**The records**
-=-=-=-=-
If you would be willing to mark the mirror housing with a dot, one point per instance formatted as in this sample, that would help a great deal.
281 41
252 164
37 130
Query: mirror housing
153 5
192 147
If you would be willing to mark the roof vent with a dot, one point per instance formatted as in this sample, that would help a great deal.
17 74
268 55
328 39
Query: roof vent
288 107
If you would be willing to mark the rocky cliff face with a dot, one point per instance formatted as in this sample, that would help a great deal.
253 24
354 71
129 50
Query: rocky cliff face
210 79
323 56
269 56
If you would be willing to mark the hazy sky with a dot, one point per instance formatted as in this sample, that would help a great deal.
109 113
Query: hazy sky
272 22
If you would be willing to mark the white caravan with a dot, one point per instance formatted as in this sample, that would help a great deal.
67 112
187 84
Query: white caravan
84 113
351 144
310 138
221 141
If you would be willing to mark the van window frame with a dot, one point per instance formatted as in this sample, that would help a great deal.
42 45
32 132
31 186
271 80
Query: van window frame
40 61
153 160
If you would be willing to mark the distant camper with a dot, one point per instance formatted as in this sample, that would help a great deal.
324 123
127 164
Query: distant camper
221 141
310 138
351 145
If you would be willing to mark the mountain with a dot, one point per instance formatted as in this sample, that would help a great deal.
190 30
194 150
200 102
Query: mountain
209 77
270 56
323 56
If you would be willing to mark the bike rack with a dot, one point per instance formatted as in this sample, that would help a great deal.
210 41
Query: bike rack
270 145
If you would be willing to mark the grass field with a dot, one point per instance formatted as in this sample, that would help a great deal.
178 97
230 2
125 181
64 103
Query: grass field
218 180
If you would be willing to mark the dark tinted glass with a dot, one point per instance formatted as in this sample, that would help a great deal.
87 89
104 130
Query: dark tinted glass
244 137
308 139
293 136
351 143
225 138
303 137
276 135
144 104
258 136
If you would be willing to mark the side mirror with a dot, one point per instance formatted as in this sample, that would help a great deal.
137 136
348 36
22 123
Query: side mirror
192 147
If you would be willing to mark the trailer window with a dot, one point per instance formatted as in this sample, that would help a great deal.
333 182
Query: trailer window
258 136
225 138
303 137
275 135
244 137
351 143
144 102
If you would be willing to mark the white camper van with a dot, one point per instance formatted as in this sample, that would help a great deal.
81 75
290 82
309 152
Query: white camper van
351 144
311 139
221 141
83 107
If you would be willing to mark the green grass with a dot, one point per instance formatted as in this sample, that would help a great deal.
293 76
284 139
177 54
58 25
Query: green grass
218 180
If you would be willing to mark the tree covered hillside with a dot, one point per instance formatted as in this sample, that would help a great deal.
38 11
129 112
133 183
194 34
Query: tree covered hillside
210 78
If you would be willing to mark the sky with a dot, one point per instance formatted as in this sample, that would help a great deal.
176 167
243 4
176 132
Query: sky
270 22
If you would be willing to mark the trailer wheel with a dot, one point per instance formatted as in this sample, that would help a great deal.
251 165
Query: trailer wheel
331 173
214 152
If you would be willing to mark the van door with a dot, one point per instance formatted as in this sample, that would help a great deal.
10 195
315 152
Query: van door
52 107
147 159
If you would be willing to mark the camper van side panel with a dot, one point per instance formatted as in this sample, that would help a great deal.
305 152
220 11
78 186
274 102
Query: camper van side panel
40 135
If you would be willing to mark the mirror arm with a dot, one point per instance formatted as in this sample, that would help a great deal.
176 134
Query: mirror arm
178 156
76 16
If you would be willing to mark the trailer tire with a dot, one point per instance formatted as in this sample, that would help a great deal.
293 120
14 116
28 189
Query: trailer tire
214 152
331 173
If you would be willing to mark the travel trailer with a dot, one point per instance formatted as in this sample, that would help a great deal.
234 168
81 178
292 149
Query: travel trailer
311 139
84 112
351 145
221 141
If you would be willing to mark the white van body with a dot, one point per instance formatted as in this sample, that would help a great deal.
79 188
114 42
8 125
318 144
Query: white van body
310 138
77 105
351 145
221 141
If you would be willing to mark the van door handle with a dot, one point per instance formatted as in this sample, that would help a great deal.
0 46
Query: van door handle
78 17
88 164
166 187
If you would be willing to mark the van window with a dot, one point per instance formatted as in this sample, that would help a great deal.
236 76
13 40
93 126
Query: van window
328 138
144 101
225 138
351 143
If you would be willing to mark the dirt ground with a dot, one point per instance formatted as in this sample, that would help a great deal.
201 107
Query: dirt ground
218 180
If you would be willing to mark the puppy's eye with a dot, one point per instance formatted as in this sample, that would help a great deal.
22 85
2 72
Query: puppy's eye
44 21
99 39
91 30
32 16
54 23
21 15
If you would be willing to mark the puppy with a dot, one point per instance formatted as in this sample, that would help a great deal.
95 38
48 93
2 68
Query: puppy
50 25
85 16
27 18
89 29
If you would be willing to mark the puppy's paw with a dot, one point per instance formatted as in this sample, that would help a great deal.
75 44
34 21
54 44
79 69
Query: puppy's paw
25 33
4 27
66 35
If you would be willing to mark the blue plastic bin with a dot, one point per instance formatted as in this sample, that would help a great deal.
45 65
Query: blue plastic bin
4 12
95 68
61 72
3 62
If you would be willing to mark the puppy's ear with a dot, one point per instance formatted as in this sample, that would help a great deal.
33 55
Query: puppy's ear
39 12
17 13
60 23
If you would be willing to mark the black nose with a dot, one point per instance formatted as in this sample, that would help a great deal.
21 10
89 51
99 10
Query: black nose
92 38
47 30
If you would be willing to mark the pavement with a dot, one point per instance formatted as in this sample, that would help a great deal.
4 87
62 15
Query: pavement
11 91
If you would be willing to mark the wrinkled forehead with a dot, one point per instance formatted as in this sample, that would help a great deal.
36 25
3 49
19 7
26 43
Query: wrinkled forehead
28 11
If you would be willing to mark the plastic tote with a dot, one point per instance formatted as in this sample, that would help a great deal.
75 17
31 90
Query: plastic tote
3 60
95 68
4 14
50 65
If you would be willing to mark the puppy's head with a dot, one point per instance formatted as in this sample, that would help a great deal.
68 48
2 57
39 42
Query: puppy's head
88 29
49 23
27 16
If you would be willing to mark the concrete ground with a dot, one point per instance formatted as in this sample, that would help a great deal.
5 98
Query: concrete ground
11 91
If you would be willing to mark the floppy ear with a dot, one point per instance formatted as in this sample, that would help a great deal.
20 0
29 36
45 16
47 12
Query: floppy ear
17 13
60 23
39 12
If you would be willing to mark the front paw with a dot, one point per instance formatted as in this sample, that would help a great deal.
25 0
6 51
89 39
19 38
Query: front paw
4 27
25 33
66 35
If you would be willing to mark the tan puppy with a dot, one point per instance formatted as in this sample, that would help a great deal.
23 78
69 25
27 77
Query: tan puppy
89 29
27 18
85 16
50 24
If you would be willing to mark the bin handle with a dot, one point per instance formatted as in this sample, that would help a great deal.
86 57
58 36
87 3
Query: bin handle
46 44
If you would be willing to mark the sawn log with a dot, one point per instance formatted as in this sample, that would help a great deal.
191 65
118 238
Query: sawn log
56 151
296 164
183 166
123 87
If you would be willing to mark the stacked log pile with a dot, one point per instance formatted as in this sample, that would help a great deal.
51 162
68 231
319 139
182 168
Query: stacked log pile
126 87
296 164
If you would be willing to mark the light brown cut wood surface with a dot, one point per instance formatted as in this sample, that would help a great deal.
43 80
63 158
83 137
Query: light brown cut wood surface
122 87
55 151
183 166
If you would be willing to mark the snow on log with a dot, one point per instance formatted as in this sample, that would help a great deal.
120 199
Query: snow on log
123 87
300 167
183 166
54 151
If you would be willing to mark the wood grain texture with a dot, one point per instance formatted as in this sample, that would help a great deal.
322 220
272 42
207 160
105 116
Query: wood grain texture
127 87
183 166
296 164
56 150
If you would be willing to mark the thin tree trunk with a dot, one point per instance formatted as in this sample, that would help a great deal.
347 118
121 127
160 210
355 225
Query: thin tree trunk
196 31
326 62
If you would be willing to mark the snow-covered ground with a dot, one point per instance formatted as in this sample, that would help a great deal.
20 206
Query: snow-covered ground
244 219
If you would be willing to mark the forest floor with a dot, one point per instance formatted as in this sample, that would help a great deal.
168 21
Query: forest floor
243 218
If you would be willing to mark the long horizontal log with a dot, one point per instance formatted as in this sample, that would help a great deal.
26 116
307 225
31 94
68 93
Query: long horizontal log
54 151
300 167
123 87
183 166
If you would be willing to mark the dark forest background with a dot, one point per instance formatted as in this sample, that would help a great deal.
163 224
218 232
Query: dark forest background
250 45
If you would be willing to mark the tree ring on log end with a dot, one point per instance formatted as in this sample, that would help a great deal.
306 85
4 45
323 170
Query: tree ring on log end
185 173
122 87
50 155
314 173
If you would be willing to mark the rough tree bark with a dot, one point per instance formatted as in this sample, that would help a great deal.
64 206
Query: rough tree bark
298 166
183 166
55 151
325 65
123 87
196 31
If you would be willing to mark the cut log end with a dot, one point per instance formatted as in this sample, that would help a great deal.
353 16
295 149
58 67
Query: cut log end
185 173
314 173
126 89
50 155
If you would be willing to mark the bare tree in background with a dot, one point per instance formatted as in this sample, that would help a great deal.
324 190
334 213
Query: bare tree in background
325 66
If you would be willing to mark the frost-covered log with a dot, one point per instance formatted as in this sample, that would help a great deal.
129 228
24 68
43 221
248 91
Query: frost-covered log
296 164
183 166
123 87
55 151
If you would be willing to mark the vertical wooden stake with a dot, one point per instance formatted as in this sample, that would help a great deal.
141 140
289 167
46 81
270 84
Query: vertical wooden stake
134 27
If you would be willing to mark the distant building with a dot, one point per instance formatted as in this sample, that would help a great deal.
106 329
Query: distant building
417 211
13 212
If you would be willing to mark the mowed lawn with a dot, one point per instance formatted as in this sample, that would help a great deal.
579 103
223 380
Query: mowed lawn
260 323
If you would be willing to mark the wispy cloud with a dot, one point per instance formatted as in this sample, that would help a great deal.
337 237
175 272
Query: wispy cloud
-=-=-=-=-
**Aim**
Quote only the lines from the one containing "If you would be willing to mark the rough" through the final line of the records, with both ends included.

**Exercise output**
If you would be willing to mark the rough tree bark with a dot, one point per instance formatted as in this sample, that would help a great deal.
64 206
Query: rough tree bark
298 166
183 166
55 151
325 65
123 87
196 31
If you would be willing to mark the cut log end with a dot, one point per instance formatted as in this sample, that would help a great deal.
353 16
295 149
58 67
Query: cut log end
185 173
314 173
126 89
50 155
If you would be willing to mark the bare tree in background with a dot, one point per instance formatted as in this sample, that would help a great deal.
324 190
334 213
Query: bare tree in background
325 66
If you would be willing to mark the frost-covered log with a dot, one point per instance formatted as in this sample, that would help a great deal.
129 228
24 68
43 221
248 91
Query: frost-covered log
296 164
183 166
123 87
55 151
If you would be willing to mark the vertical wooden stake with a dot, one point per instance formatted as in this sample, that would help a great deal.
141 140
289 167
46 81
270 84
Query: vertical wooden stake
134 27
If you would be willing to mark the distant building with a dot, one point per instance formatted as in this sample, that would help a great deal.
106 329
Query: distant building
417 211
13 212
If you would be willing to mark the mowed lawn with a dot, one point per instance formatted as in this sample, that would help a great deal.
579 103
223 380
Query: mowed lawn
260 323
If you would be willing to mark the wispy cloud with a dot, one point per instance formatted as in this sample, that would help a great deal.
337 237
175 272
Query: wispy cloud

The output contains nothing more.